Exercise: Please rewrite all of the entries below as a numbered list, one line per item, skipping any blank lines. Leave the pictures out of your answer.

Dataset entries about object locations
......
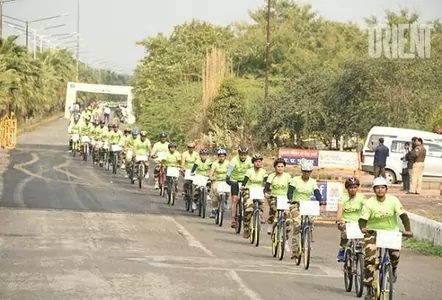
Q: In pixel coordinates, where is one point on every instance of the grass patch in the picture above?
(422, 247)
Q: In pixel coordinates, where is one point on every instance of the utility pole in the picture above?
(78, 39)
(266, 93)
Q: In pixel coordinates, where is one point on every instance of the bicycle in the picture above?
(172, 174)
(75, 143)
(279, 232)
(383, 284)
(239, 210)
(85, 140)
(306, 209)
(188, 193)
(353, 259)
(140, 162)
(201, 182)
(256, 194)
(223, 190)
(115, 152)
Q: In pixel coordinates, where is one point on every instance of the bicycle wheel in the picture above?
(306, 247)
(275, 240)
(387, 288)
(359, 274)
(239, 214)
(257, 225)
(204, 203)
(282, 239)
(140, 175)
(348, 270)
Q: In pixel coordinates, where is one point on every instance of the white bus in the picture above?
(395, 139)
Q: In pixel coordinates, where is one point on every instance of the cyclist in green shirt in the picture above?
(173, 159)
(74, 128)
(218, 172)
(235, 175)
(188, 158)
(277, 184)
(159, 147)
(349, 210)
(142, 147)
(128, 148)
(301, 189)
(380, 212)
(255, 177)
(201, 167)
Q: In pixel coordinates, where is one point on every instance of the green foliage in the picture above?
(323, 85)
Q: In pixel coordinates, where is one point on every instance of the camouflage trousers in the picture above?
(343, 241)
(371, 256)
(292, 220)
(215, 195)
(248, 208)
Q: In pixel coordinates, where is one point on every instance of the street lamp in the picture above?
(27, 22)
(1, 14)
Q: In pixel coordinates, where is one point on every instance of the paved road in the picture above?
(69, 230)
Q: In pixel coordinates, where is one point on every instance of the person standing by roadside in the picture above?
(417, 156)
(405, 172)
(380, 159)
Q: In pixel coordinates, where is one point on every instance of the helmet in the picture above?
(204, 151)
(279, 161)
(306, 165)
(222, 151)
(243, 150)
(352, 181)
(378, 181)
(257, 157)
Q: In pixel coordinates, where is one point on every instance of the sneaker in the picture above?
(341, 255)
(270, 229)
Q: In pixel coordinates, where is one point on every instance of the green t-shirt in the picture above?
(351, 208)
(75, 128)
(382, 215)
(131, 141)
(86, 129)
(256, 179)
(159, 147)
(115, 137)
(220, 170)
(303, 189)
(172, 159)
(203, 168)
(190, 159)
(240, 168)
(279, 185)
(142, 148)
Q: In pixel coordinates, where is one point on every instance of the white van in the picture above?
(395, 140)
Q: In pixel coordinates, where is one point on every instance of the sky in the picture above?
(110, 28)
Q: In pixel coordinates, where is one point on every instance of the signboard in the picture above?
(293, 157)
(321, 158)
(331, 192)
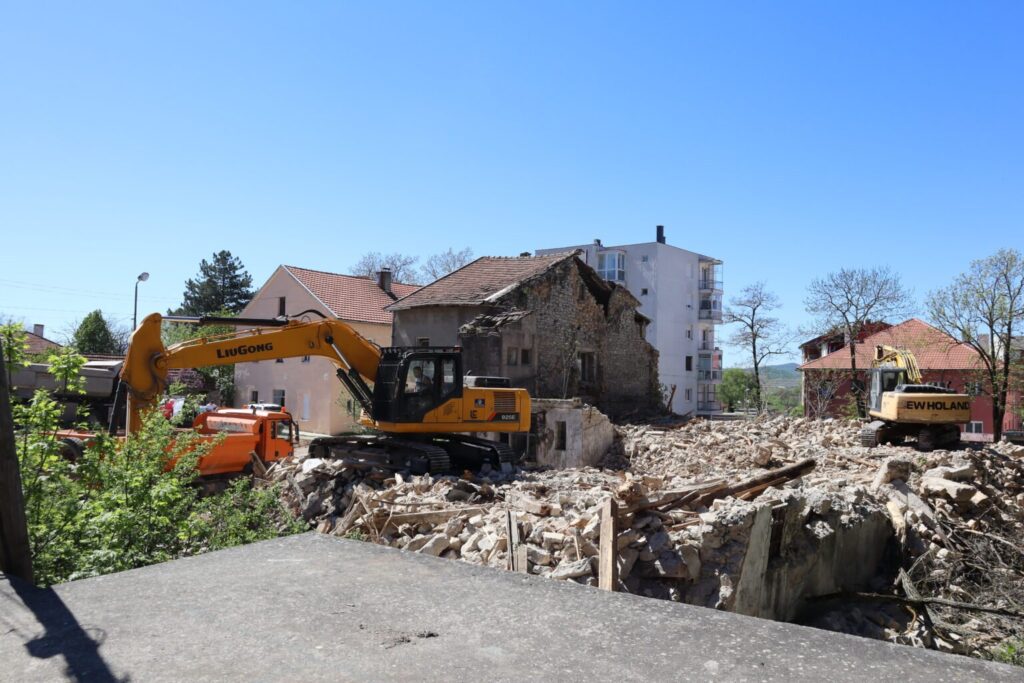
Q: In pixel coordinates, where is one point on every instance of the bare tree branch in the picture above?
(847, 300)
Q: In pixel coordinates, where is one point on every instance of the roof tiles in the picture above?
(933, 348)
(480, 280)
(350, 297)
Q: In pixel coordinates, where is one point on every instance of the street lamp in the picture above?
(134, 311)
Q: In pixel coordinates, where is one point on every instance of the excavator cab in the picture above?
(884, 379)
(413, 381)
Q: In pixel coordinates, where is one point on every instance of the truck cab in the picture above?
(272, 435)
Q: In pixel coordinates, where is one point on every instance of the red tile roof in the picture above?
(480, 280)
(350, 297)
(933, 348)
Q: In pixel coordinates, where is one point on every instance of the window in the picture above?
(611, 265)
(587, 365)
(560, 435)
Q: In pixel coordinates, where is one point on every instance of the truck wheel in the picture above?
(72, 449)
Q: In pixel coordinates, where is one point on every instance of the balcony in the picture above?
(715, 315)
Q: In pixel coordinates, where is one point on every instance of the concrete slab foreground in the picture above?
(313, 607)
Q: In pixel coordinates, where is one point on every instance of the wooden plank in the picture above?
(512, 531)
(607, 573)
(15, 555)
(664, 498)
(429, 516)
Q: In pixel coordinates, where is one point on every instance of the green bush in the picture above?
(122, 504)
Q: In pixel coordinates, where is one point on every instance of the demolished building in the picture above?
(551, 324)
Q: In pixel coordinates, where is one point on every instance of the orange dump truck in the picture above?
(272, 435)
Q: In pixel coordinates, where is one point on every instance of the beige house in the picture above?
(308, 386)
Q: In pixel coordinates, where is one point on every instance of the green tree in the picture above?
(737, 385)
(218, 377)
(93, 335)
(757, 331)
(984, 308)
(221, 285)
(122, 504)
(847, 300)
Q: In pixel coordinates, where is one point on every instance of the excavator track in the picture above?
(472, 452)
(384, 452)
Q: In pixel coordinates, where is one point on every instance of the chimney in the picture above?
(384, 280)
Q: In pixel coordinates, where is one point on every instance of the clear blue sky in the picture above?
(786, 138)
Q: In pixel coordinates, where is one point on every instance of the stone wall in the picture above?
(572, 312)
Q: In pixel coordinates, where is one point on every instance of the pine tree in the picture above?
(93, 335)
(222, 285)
......
Completed task:
1. Q: In pixel coordinates, where is one point on every instance of the grass patch in the picture above?
2. (422, 247)
3. Q: In pixel coordinates, where is one point on every instance of the utility pole in the picture above?
4. (78, 39)
5. (266, 93)
6. Q: In pixel coordinates, where is one point on every instance of the bicycle in the picture above?
7. (172, 174)
8. (75, 143)
9. (279, 232)
10. (383, 284)
11. (239, 210)
12. (85, 140)
13. (306, 209)
14. (188, 193)
15. (353, 259)
16. (140, 162)
17. (201, 182)
18. (256, 194)
19. (223, 190)
20. (115, 152)
21. Q: In pixel coordinates, where is one point on every instance of the bicycle wheel in the picture above?
22. (306, 247)
23. (275, 240)
24. (387, 288)
25. (359, 274)
26. (239, 214)
27. (257, 225)
28. (204, 203)
29. (282, 239)
30. (140, 175)
31. (348, 270)
32. Q: In pixel coordinates, where is one point on every instance of the white bus in the picture above?
33. (395, 139)
34. Q: In pixel coordinates, where is one point on every instance of the cyclist in green shirt in the picture above?
35. (173, 159)
36. (74, 128)
37. (218, 172)
38. (235, 175)
39. (188, 158)
40. (277, 184)
41. (159, 147)
42. (349, 210)
43. (142, 147)
44. (128, 148)
45. (301, 189)
46. (380, 212)
47. (255, 177)
48. (201, 167)
49. Q: In pixel coordinates, where is one point on every instance of the green foliage in the picture above?
50. (323, 85)
51. Q: In pixel coordinates, where is one point on every instance of the camouflage trousers in the picture above?
52. (343, 241)
53. (371, 256)
54. (292, 220)
55. (215, 195)
56. (248, 208)
57. Q: In pixel coordinates, where is one point on every instance of the street lamp in the picture above?
58. (27, 22)
59. (1, 14)
60. Q: In pixel coordinates, where is one point on every instance of the paved road in the picture above?
61. (69, 230)
62. Q: In pixel coordinates, where is one point on every instance of the person standing by roadside in the picture above?
63. (417, 156)
64. (405, 172)
65. (380, 159)
66. Q: In pixel coordinates, where is one point on every instance of the helmet in the picture above?
67. (204, 151)
68. (279, 161)
69. (306, 165)
70. (222, 151)
71. (243, 150)
72. (352, 181)
73. (378, 181)
74. (257, 157)
75. Q: In pixel coordinates, where is one point on every instance of the sneaker in the picture above?
76. (341, 255)
77. (270, 229)
78. Q: In pixel coordinates, where is one point on every instance of the green t-shirt in the picture above?
79. (351, 208)
80. (75, 128)
81. (382, 215)
82. (131, 141)
83. (86, 129)
84. (256, 179)
85. (159, 147)
86. (115, 137)
87. (220, 170)
88. (303, 189)
89. (172, 159)
90. (203, 168)
91. (190, 159)
92. (240, 168)
93. (279, 185)
94. (142, 148)
95. Q: In pixel coordinates, where is one point on every instance of the white van in the picture above?
96. (395, 140)
97. Q: In pixel coordinates, where is one point on every instance of the sky in the picture above?
98. (110, 28)
99. Q: In pixel coordinates, where is one point on every instance of the signboard in the picture above?
100. (293, 157)
101. (321, 158)
102. (331, 192)
103. Q: In pixel coordinates, where is one point on every instance of the bare tree branch in the picture above?
104. (847, 300)
105. Q: In pixel coordinates, where is one point on every instance of the roof tiles in the picture above?
106. (933, 348)
107. (480, 280)
108. (350, 297)
109. Q: In pixel coordinates, where is one point on every instance of the street lamp in the picture above?
110. (134, 311)
111. Q: In pixel coordinates, where is one point on every instance of the excavator cab in the picture above?
112. (884, 379)
113. (413, 381)
114. Q: In pixel coordinates, where is one point on every instance of the truck cab in the picture above?
115. (272, 435)
116. Q: In pixel coordinates, where is one point on every instance of the red tile roof in the picture above?
117. (480, 280)
118. (350, 297)
119. (933, 348)
120. Q: In pixel coordinates, where is one point on every instance of the window in the picture above?
121. (611, 265)
122. (587, 365)
123. (560, 435)
124. Q: In pixel coordinates, where is one point on every instance of the truck wheel in the picture above?
125. (72, 449)
126. Q: In pixel coordinates, where is one point on every instance of the balcony in the picture above?
127. (715, 315)
128. Q: In pixel coordinates, where is one point on every instance of the concrete slab foreground in the picture above?
129. (313, 607)
130. Q: In pixel coordinates, where is one point on every instance of the wooden plank in the picture above?
131. (512, 531)
132. (607, 573)
133. (15, 555)
134. (664, 498)
135. (429, 516)
136. Q: In pixel coordinates, where is one point on every instance of the green bush in the picture above?
137. (122, 504)
138. Q: In pixel coordinates, where is one point on every instance of the demolished building in the picture above?
139. (551, 324)
140. Q: In pixel coordinates, where is one point on every instance of the orange dump truck in the picture above?
141. (272, 435)
142. Q: In pixel coordinates, where is one point on every instance of the beige house in the picture above?
143. (308, 386)
144. Q: In pixel coordinates, where is one point on every instance of the green tree in the picture above?
145. (737, 385)
146. (218, 377)
147. (93, 335)
148. (757, 331)
149. (984, 308)
150. (221, 285)
151. (122, 504)
152. (847, 300)
153. Q: In pixel coordinates, where is one point on every instance of the excavator track in the picture above?
154. (472, 452)
155. (384, 452)
156. Q: In pixel coordinates, where is one point on every instance of the chimney in the picture above?
157. (384, 280)
158. Q: In pixel coordinates, where is one point on every instance of the clear blue sky in the picture above?
159. (786, 138)
160. Q: In pixel coordinates, where is one point on every instance of the stone wall in the picture above?
161. (572, 312)
162. Q: In pixel coordinates, where is one point on every instance of the pine tree in the picture above?
163. (93, 335)
164. (222, 285)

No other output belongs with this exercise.